DIRECTIVE | Reproduce each of the records below without any alteration, keeping every line in its original order.

[Stored entries]
:::::
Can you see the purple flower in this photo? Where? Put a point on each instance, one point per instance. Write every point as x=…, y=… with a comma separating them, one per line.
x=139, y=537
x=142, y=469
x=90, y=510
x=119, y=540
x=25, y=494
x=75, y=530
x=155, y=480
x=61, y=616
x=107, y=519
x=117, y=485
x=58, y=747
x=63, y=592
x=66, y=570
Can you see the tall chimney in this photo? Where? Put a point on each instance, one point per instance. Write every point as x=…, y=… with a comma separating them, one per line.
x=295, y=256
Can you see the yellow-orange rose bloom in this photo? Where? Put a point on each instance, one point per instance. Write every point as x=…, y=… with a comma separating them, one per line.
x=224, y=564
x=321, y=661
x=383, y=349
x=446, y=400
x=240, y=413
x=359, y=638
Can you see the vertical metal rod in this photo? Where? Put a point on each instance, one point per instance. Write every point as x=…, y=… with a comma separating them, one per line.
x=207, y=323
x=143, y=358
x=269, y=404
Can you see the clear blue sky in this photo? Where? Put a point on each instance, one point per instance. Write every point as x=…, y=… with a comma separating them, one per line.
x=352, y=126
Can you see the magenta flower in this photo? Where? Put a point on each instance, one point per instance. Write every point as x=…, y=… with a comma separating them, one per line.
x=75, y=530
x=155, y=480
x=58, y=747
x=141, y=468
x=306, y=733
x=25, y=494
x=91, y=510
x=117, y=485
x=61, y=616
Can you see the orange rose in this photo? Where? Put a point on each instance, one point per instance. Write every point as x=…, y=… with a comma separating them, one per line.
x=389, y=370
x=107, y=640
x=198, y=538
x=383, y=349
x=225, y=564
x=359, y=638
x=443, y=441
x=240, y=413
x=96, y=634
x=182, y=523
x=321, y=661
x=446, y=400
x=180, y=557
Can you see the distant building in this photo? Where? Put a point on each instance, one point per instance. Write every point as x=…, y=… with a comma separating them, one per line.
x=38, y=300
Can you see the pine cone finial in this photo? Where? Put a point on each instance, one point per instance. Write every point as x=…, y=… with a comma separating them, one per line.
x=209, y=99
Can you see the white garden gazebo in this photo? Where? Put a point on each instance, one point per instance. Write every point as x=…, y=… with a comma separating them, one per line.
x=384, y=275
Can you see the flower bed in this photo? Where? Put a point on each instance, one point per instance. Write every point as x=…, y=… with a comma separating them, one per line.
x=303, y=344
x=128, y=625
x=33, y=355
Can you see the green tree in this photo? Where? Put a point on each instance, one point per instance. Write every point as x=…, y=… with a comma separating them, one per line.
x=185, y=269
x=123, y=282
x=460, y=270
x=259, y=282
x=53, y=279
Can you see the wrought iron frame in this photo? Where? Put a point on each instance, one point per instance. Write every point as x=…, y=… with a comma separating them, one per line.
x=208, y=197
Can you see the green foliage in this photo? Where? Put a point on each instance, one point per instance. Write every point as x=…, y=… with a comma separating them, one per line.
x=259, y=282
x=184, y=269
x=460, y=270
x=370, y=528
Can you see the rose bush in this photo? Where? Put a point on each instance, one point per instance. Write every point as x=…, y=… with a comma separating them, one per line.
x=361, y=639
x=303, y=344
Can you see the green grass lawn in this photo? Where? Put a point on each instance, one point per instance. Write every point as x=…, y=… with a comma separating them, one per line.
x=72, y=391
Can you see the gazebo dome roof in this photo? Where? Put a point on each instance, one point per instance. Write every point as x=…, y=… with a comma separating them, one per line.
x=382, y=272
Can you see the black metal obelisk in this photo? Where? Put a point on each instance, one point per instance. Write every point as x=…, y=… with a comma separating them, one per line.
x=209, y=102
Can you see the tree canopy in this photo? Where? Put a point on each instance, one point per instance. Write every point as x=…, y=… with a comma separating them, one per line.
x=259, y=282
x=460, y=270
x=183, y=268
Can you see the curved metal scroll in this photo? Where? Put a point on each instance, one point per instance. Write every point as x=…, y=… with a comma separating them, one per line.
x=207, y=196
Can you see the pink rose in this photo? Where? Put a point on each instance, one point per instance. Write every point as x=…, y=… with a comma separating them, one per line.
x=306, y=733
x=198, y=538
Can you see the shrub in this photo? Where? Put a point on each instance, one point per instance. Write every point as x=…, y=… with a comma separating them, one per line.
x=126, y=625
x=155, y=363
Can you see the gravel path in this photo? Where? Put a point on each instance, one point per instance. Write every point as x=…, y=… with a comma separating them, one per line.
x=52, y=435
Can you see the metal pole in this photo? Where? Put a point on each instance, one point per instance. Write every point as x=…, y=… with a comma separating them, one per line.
:::::
ANSWER TO THIS PROBLEM |
Can you see the purple flower in this photo? Where? Put a point on each instance, one point per instance. Write every point as x=…, y=… with a comma separating them, one per line.
x=139, y=537
x=142, y=469
x=90, y=510
x=119, y=540
x=25, y=494
x=75, y=530
x=155, y=480
x=61, y=616
x=107, y=519
x=117, y=485
x=58, y=747
x=63, y=592
x=66, y=570
Can you see the tall chimney in this photo? Where? Put a point on each instance, one point per instance. Write every point as x=…, y=… with a comma separating them, one per line.
x=295, y=256
Can you see the yellow-orange rose bloom in this photo? Where? Put a point on each instance, one point per instance. Write every point as x=…, y=… with a comma separating them, one per line.
x=224, y=564
x=321, y=661
x=383, y=349
x=446, y=400
x=240, y=413
x=359, y=638
Can you see the vertical metal rod in this photo? Where? Put a point on each instance, one point per instance. Write every point as x=…, y=… with a comma separating them, one per line.
x=207, y=323
x=143, y=358
x=269, y=404
Can you see the clear blue sky in this photo? Where? Put a point on each instance, one point per instance. Write every point as x=…, y=… with a comma separating them, one per line.
x=352, y=126
Can you see the magenta flower in this photo? Where? Put a point on each instance, one point per instance. Write every point as x=…, y=… with a comma separating them, one per line.
x=75, y=530
x=155, y=480
x=58, y=747
x=141, y=468
x=306, y=733
x=25, y=494
x=91, y=510
x=117, y=485
x=61, y=616
Can you see the orange rose in this photo? Where? Put a point on each instance, one point per instance. Write every point as x=…, y=… with a comma separating them, one per line.
x=389, y=370
x=107, y=640
x=198, y=538
x=383, y=349
x=225, y=564
x=359, y=638
x=443, y=441
x=240, y=413
x=96, y=634
x=182, y=523
x=321, y=661
x=446, y=400
x=180, y=557
Can you see the distant building in this photo? Where? Put a point on each instance, one point per instance. Write every point as x=…, y=… with a comma separating them, one per line.
x=38, y=300
Can you see the pine cone finial in this photo? Where? Put a point on each instance, one point per instance. Write every point as x=…, y=… with a comma separating them, one per line.
x=209, y=99
Can you see the white garden gazebo in this photo? Where? Put a point on each instance, one point per instance. Write every point as x=…, y=… with a comma separating them, one per line.
x=384, y=275
Can you see the flower bed in this photo? Where? Put a point on each instance, one point per instance. Write every point as x=…, y=… with a comma separating them, one per line.
x=303, y=344
x=128, y=625
x=33, y=355
Can you see the green tree in this photo? Where? Put a point on each instance, one point per instance. Write every point as x=…, y=… with a comma separating them, one per line.
x=185, y=269
x=123, y=282
x=460, y=270
x=259, y=282
x=53, y=279
Can you see the wrought iron frame in this photo? Where? Put a point on each instance, one point per instance. Write every point as x=…, y=… with a comma separating them, one per line.
x=208, y=197
Can you see the green foliage in this photo? Where? Put a point on each instance, one point per instance. Write every point as x=…, y=… with a comma separating them, one per line.
x=259, y=282
x=184, y=269
x=460, y=270
x=370, y=528
Can you see the rose bush in this photo? Where? Put a point on each instance, one point per instance. Write every point as x=…, y=… with a comma separating them, one per line.
x=361, y=639
x=303, y=344
Can you see the green grass lawn in this photo? Where? Put a point on each instance, one point per instance. Write every point as x=…, y=… with a comma separating them, one per line.
x=72, y=391
Can you see the gazebo dome roof in this photo? Where? Put a point on each instance, one point per instance. Write every point as x=…, y=… with a comma separating them, one per line.
x=382, y=272
Can you see the black metal obelisk in this photo? Where? Put a point on each instance, one point per instance. Write every point as x=…, y=… with a comma separating them, one per line.
x=209, y=102
Can you see the tree canopy in this photo? Where? Put a point on each instance, one point per instance. Write every point as x=…, y=… with a comma separating them, one per line.
x=259, y=282
x=460, y=270
x=183, y=268
Can you see the curved metal scroll in this photo? Where? Put a point on each instance, one point per instance. Write every point as x=…, y=… with a comma separating them, one per line.
x=207, y=196
Can you see the pink rose in this photo? Where? Put a point on each instance, one point per instance. Write every point as x=…, y=… with a comma separating them, one per line.
x=306, y=733
x=198, y=538
Can you see the shrub in this photo? Where? Put a point on each instance, one point per instance. Write every point as x=…, y=… with a comma separating them, one per line.
x=126, y=625
x=155, y=363
Can you see the gravel path in this photo? Where? Put a point on each instance, one point per instance. Write every point as x=…, y=… with a comma separating them, one per line.
x=52, y=435
Can you see the metal pole in this photo? Where? Put a point on each instance, one point per instance. Write every point as x=…, y=… with a comma separating them, one per line.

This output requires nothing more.